Aim
Reproduce all the records below, changing every "shelf-audit checker" to "stock-count checker" and keeping everything else the same. Leave the pictures out.

Listed records

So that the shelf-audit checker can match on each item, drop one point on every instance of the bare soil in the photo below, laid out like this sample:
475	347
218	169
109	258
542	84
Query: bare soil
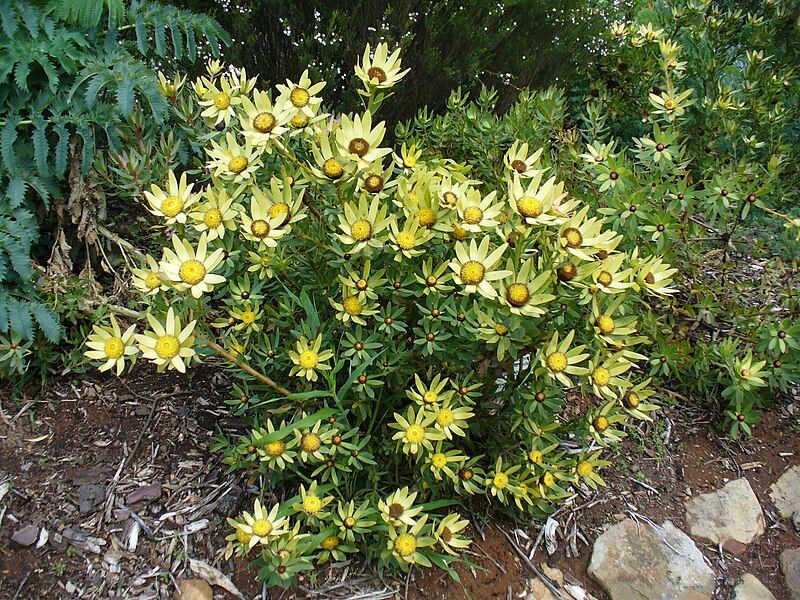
77	458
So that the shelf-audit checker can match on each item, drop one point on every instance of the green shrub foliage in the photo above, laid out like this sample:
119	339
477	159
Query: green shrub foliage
73	71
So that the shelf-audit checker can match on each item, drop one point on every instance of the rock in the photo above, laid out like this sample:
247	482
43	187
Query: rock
646	562
148	492
89	496
750	588
193	589
790	565
730	516
785	493
26	536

Result for this exercise
So that the stock-count checker can match on each item, drop one point on every instance of the bare soil in the photo below, laid out like this sample:
475	347
218	169
109	258
542	84
Query: bare soil
77	458
So that the stock-count checker can match on each item, drop one point on every instance of the green shrub foliage in the photo above, laid out like this sample:
119	339
477	159
Query: green shrub foliage
73	71
So that the stock-count checker can match on each item, drop one point on every instance of the rock in the photo above, laid out like this sample:
247	482
43	187
Query: rock
646	562
148	492
89	496
750	588
193	589
790	565
730	516
785	493
26	536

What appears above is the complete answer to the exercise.